> GIVEN TASK:
Reproduce the stretch from the line containing "Return the mask of every instance of the <item>grass" through the line containing "320 261 L 312", requests included, and shift every number in the answers (the viewBox values and path coordinates) by -18.

═══ TASK MATERIAL

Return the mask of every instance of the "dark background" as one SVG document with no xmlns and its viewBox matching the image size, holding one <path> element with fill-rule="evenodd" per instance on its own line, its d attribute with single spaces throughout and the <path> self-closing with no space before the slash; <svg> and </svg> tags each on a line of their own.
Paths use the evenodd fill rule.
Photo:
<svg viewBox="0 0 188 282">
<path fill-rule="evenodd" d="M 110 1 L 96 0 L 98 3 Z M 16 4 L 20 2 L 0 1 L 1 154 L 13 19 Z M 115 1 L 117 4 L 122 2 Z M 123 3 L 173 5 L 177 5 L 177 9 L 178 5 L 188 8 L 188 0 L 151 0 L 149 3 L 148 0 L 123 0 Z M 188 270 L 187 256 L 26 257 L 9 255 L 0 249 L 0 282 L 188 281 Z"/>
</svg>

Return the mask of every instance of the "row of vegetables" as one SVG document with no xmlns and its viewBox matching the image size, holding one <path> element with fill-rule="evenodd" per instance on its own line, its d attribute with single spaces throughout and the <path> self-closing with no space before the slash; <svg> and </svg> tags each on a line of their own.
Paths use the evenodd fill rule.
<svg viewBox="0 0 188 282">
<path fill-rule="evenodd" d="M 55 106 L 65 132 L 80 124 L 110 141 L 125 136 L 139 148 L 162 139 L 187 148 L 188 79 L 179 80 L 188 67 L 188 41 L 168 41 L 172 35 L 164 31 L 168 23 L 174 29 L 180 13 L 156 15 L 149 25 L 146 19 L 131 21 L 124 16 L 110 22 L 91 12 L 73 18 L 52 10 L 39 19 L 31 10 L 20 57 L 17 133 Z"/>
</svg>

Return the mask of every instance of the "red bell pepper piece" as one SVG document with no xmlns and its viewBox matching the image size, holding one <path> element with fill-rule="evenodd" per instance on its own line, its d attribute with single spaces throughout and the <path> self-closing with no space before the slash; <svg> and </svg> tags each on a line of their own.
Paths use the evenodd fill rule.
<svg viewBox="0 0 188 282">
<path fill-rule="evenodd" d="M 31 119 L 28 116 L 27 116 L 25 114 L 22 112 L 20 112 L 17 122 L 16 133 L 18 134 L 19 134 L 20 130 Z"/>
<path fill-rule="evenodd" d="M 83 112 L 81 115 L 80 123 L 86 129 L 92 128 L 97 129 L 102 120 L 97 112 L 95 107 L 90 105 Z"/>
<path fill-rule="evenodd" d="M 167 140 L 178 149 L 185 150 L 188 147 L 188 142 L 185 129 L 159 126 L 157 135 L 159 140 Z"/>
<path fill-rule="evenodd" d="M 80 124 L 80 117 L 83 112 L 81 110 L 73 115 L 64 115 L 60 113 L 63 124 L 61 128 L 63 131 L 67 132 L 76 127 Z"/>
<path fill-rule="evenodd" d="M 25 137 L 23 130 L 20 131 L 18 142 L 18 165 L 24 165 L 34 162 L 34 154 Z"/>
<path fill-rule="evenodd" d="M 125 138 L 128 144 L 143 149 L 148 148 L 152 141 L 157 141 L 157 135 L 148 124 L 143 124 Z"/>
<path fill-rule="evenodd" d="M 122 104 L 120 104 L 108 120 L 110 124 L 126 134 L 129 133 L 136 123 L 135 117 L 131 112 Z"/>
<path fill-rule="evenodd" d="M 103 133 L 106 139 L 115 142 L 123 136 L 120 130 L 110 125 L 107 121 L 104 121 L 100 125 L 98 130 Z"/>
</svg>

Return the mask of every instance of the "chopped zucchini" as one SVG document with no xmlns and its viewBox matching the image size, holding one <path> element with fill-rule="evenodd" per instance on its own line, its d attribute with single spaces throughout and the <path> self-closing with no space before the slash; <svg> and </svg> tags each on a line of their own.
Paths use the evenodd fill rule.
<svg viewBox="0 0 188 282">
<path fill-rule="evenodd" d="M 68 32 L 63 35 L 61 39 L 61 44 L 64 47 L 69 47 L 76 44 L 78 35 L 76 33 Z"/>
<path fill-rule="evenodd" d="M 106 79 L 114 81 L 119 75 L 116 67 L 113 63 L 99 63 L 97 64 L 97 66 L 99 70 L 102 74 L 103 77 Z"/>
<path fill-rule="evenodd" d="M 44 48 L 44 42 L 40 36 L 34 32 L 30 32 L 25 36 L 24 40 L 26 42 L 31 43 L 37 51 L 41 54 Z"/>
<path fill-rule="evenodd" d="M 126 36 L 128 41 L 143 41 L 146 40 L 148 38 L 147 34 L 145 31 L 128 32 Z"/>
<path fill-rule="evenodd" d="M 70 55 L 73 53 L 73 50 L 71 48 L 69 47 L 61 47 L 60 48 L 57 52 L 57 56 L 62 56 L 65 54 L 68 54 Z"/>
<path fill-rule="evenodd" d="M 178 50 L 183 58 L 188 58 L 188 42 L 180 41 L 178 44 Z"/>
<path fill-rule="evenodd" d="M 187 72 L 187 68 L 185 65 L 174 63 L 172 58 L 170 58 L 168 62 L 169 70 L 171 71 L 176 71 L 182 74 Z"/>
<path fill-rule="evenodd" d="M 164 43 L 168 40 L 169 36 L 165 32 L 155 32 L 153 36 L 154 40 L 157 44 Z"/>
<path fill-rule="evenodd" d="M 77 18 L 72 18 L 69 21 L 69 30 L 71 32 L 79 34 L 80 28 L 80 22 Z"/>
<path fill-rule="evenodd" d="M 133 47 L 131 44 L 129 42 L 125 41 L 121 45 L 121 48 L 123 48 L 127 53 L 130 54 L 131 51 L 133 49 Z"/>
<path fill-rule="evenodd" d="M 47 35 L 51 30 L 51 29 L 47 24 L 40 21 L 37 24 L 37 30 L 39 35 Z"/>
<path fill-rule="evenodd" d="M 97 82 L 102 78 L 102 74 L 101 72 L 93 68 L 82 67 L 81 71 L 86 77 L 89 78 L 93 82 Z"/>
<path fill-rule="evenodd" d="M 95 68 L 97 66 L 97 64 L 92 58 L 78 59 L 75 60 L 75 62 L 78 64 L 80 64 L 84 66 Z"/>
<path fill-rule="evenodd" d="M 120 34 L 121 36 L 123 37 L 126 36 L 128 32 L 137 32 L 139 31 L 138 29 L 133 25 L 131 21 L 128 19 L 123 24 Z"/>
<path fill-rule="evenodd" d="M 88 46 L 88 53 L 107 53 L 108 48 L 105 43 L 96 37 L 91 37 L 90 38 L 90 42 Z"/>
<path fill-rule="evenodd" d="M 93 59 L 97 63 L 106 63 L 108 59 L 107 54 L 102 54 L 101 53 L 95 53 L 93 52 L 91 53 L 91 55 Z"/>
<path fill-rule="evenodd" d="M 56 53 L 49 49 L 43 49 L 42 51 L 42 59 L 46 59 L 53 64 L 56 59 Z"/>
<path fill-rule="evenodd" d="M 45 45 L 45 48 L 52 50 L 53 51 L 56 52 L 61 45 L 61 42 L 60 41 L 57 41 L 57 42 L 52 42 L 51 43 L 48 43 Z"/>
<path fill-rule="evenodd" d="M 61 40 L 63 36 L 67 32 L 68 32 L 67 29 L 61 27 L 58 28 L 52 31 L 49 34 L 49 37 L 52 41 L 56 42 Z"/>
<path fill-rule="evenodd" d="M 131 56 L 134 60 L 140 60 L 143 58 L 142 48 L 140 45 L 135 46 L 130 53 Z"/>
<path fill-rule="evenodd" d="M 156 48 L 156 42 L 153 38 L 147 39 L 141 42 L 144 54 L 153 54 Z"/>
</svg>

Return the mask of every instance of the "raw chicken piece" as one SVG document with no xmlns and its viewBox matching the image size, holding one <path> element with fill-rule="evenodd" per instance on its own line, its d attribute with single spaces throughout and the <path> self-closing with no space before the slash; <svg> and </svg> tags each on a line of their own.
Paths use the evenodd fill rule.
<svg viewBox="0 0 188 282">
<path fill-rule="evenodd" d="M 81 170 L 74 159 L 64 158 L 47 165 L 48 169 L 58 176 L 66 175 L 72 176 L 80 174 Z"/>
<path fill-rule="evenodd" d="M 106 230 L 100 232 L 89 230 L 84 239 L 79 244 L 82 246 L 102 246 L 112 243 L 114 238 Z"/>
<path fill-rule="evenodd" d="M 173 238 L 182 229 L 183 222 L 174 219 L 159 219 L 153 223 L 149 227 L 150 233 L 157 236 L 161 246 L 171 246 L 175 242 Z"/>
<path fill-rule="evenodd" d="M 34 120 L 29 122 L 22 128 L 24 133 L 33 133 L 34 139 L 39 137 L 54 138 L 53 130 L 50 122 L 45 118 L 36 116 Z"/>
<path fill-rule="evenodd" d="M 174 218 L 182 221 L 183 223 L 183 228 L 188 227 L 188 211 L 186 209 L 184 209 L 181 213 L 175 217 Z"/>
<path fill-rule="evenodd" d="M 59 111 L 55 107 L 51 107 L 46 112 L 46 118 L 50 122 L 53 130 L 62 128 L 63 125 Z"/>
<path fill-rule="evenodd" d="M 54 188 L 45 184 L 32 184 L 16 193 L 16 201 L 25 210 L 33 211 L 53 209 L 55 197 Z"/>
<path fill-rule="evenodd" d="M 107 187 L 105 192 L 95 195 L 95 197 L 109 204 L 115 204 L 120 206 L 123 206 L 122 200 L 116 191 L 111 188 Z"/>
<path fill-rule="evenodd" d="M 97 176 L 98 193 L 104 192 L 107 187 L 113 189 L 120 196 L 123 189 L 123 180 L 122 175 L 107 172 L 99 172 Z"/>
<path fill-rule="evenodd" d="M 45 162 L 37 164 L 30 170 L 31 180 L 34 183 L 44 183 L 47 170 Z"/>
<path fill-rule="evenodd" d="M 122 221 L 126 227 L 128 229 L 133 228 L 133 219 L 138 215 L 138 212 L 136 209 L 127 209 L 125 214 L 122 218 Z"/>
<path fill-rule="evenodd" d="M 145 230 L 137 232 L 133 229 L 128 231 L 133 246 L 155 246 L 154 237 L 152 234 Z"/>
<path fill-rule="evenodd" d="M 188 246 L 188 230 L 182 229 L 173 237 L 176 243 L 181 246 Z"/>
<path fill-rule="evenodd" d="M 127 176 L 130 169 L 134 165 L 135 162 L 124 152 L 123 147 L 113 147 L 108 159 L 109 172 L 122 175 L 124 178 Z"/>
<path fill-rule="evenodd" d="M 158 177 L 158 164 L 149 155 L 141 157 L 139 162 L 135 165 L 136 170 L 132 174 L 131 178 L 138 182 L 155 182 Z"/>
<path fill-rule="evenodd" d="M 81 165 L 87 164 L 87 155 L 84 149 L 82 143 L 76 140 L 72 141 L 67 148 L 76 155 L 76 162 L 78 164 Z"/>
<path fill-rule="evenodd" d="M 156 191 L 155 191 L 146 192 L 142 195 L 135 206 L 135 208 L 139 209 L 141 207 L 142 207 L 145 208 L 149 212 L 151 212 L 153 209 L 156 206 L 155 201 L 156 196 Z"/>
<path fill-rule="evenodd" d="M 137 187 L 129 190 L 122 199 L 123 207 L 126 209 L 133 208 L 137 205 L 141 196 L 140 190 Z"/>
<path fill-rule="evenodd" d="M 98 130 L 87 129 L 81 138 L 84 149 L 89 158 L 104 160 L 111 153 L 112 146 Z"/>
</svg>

══════
═══ TASK MATERIAL

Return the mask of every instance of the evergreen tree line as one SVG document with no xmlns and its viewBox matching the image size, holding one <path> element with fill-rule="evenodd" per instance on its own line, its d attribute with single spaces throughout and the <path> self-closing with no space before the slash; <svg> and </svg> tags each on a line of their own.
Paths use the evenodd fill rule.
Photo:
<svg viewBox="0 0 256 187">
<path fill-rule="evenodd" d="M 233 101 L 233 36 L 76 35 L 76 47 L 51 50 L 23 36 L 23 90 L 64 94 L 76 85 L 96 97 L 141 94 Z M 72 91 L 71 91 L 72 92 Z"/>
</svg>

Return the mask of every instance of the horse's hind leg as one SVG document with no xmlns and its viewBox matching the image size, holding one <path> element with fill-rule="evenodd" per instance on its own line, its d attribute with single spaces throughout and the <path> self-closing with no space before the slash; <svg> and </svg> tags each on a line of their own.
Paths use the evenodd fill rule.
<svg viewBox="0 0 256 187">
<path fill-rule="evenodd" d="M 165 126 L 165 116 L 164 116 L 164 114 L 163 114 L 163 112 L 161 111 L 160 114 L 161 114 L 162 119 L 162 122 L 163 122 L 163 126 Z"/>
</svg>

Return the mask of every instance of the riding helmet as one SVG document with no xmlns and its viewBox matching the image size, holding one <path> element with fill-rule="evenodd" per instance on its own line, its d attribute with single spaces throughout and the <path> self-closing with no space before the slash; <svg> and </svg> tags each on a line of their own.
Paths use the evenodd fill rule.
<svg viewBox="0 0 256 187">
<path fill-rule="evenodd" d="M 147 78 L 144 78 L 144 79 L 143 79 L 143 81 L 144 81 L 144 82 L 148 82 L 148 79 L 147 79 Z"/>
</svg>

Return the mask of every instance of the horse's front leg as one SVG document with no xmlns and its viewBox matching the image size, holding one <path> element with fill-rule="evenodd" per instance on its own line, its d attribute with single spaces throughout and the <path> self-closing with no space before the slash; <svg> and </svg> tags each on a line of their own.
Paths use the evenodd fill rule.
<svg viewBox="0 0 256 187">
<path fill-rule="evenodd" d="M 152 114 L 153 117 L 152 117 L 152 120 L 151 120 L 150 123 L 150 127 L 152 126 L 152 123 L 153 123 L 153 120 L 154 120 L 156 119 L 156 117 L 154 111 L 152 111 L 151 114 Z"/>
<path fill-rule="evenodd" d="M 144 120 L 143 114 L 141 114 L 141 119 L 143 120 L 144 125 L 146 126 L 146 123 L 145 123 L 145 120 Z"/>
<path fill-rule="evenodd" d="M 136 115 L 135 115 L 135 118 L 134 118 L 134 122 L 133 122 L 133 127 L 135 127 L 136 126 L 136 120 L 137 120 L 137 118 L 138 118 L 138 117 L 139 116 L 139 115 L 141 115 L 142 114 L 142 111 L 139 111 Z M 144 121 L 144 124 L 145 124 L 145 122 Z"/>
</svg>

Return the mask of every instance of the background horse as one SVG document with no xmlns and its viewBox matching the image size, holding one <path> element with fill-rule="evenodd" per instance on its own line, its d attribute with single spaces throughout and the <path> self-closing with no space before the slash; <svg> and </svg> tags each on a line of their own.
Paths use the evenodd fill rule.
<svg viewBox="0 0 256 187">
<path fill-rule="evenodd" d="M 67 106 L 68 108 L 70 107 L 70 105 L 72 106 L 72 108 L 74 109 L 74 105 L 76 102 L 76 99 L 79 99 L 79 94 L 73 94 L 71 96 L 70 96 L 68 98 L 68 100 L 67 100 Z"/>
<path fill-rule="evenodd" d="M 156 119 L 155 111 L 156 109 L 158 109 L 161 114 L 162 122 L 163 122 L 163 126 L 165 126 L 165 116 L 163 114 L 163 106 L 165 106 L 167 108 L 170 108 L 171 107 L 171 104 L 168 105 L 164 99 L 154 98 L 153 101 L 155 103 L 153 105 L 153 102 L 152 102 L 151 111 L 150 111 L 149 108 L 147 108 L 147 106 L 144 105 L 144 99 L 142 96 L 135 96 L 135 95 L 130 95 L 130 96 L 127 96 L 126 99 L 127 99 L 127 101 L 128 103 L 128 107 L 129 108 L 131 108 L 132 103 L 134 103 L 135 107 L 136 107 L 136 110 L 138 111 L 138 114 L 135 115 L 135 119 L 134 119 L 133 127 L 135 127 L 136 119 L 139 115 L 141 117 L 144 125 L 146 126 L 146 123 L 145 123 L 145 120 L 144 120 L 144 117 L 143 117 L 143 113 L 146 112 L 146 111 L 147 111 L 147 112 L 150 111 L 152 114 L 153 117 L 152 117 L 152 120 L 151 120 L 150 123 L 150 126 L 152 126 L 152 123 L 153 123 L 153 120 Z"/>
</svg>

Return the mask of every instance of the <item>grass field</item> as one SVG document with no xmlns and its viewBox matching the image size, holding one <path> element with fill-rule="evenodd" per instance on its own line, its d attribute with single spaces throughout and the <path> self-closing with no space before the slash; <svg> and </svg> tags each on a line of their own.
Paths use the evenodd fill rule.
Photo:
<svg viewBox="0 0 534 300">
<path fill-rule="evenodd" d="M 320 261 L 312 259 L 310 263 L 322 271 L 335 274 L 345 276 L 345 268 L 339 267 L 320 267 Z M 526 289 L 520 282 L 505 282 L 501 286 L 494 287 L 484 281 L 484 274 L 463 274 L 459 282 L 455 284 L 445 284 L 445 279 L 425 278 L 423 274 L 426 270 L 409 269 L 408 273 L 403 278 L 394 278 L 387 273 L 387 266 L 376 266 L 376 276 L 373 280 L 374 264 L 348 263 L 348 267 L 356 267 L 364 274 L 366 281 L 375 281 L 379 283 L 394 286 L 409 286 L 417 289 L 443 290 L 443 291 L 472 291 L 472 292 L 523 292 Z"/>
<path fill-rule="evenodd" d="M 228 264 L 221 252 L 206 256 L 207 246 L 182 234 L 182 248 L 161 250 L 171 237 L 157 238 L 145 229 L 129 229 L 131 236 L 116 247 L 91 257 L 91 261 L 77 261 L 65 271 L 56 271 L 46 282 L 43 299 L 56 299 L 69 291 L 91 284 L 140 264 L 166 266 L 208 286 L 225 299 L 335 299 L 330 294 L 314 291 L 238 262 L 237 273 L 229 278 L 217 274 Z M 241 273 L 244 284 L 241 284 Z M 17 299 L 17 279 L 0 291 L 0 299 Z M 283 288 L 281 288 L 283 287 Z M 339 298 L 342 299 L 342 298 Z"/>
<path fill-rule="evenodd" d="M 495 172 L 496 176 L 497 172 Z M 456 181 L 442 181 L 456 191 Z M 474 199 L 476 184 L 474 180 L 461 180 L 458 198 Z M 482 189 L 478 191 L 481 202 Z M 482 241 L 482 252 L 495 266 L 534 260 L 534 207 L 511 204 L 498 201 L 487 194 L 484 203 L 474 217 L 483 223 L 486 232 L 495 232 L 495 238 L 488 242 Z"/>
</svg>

══════

> COMPLETE OUTPUT:
Return the mask of every instance of the <item>grass field</item> as one SVG document with no xmlns and its viewBox matching the image size, holding one <path> element with fill-rule="evenodd" per instance on its own line, its d attribute with single spaces throughout and the <path> self-closing with no space before the slash; <svg> and </svg> tags each on a line of their own.
Paths use the evenodd fill rule.
Photo:
<svg viewBox="-18 -18 516 282">
<path fill-rule="evenodd" d="M 302 243 L 294 241 L 292 245 L 304 253 L 317 256 L 327 258 L 327 250 L 321 249 L 302 249 Z M 508 271 L 502 264 L 487 264 L 483 268 L 476 269 L 466 263 L 466 256 L 445 256 L 441 264 L 437 266 L 427 266 L 427 261 L 407 260 L 405 256 L 408 252 L 391 251 L 390 255 L 385 260 L 376 260 L 369 255 L 369 248 L 358 248 L 358 258 L 355 262 L 356 246 L 330 245 L 330 249 L 338 249 L 346 256 L 348 263 L 357 263 L 361 265 L 376 268 L 391 268 L 399 271 L 425 272 L 425 273 L 454 273 L 454 274 L 505 274 Z"/>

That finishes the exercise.